* GIVEN REQUEST
Retype everything from the first line of the records down through the line containing "hole rule even-odd", including both of those lines, without changing anything.

* DATASET
···

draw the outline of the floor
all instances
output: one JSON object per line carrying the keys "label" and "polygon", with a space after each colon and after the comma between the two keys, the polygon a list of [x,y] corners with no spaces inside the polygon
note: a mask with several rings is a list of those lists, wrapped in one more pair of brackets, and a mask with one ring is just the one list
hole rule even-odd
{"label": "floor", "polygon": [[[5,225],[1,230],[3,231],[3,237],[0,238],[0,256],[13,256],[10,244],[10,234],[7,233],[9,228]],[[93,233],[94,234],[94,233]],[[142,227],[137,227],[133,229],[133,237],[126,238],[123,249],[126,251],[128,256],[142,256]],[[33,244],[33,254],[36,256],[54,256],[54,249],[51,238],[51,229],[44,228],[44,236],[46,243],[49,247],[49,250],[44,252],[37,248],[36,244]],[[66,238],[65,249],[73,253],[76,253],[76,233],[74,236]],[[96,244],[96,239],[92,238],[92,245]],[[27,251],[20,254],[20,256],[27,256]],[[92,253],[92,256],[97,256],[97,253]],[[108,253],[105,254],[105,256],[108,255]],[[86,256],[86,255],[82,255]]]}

···

* FULL ANSWER
draw the outline of the floor
all instances
output: one JSON object per line carrying the keys "label" and "polygon", with a space after each colon and after the comma between the two keys, the polygon a list of [x,y] corners with no spaces inside the polygon
note: a mask with several rings is a list of those lists, wrapped in one more pair of brackets, and a mask with one ring is just the one list
hole rule even-odd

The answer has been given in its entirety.